__DOCUMENT SECTION__.
EU puts a squeeze on credit rating agencies

The draft plan by the EU will put a squeeze on the credit rating agencies in order to remedy, what these government believe are, “serious mistakes” that “increase market volatility” with injurious downgrades.

Some of the retaliatory squeeze measures on the agencies include

- the ability of investors to sue the agencies for losses contrived from the downgrades,

- agencies must pick 3 specific days in a year when they can issue their ratings instead of issuing them as they desire,

- agencies must get an approval to offer “unsolicited” ratings apart from these 3 days,

- rating is to be  published after the close of business and at least one hour before the opening”,

- no investor can hold more than 5% stake in any rating agency,

- the rating oligopoly now enjoyed by the big-3 will be busted, and

- further retaliatory measures will be concocted in the future including a creation of a “European credit rating agency”.

As usual, every major economic crisis increases the power of the government… and this one is no different than any other.

Economist advises Euro-exit for Greece, Portugal

German economist Hans-Werner Sinn is well known for his argument that the Eurozone clearing system, Target2, is a backdoor bailout of the bankrupt Eurozone countries.

Both ECB and the Fed have come out against this position but Sinn insists that the German deficit in the Target2 system represents a forced method of getting Germany to buy up worthless debt from the bankrupt states.

“So there was supposedly no alternative when the European Central Bank (ECB) granted its TARGET loans, when it forced the German central bank, the Bundesbank, to purchase sovereign bonds from Southern European countries against its will, and when increasingly larger rescue funds were approved,” says Sinn in an interview for Spiegel.

Other quote-worthy stuff from this interview is:

- The Ifo Institute has studied some 70 currency devaluations and found that recovery begins after one to two years. We are, of course, also suggesting just a temporary exit. Greece and Portugal have to become 30 to 40 percent less expensive to be competitive again.

- We should stop proclaiming the end of the world in the event of an exit. Instead, we should shape the exit as an orderly process with relevant aid for the banks of the country in question and for the purchase of sensitive imports. What we are currently witnessing in Greece is a disaster — and it’s not a disaster caused by an exit, but rather by remaining in the euro zone

- [Ireland is] in a position to convince investors. Spain only has to devalue by 20 percent. That’s achievable within the euro zone. Greece and Portugal are in a separate category. These are the only two countries that consume more than they produce.

Foreign currency loans could dog Eastern Europe, IMF

Eastern European countries could fall prey to a banking problems because some countries have too many loans denominated in foreign currency says the IMF.

“Fueled by rampant credit and asset price booms, their external indebtedness surged during the early 2000s at a rate that was second only to that in the euro area periphery,” says IMF.

Some of these countries have flexible exchange rates that can adjust to the shocks but in some cases this “function is constrained by the high share of bank loans denominated in foreign currency”.

__GOAL OF THE EXERCISE__. Reproduce the part of the news roundup that opens with the words "- agencies must get" and closes with "than any other.", replacing "oligopoly" with "dominance". The items placed after the news roundup are unrelated to it.

__SUPPLIED INFORMATION__.
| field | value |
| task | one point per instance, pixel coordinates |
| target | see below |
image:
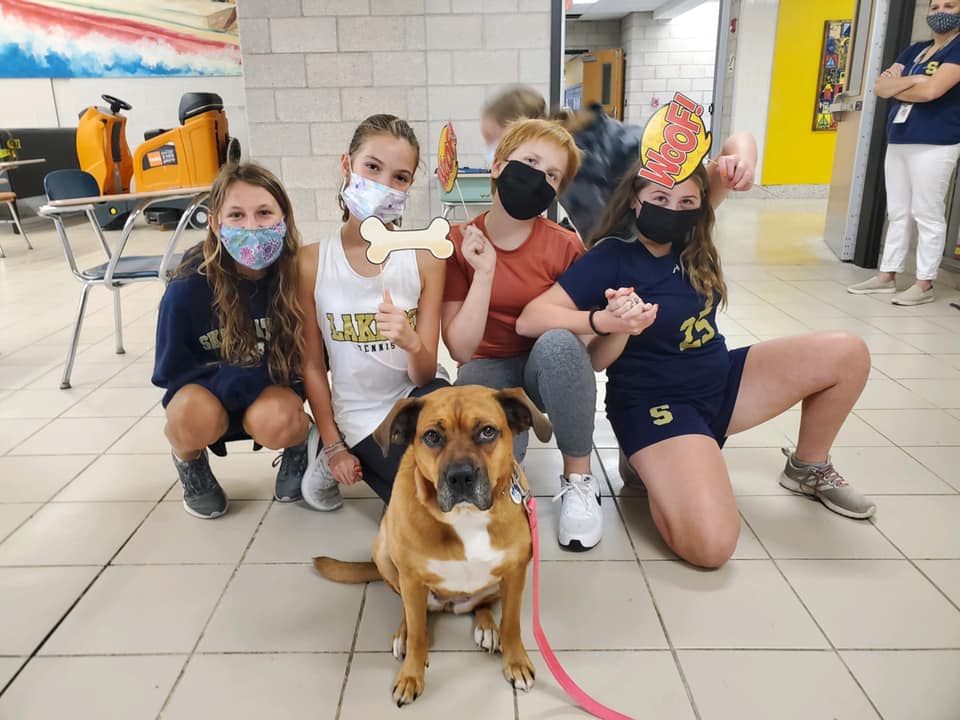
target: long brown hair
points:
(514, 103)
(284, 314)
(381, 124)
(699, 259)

--

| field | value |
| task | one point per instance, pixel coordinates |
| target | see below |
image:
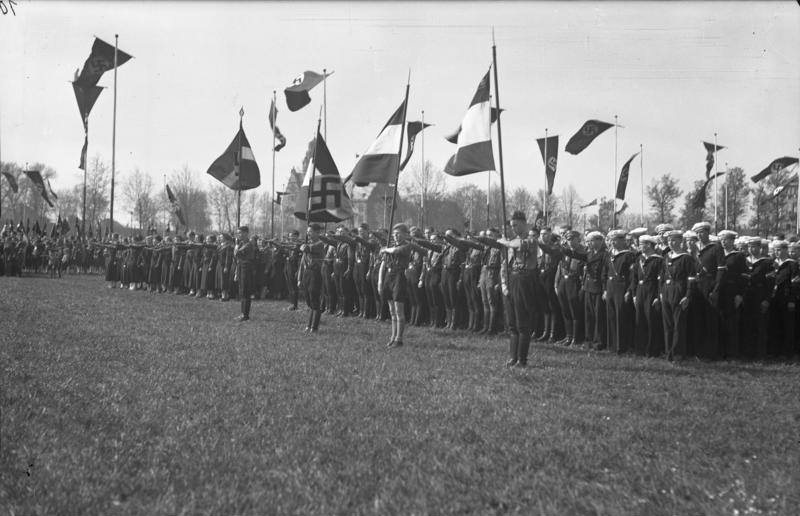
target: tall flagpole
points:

__ANSWER TO THIS EXERCISE__.
- agencies must get an approval to offer “unsolicited” ratings apart from these 3 days,

- rating is to be  published after the close of business and at least one hour before the opening”,

- no investor can hold more than 5% stake in any rating agency,

- the rating dominance now enjoyed by the big-3 will be busted, and

- further retaliatory measures will be concocted in the future including a creation of a “European credit rating agency”.

As usual, every major economic crisis increases the power of the government… and this one is no different than any other.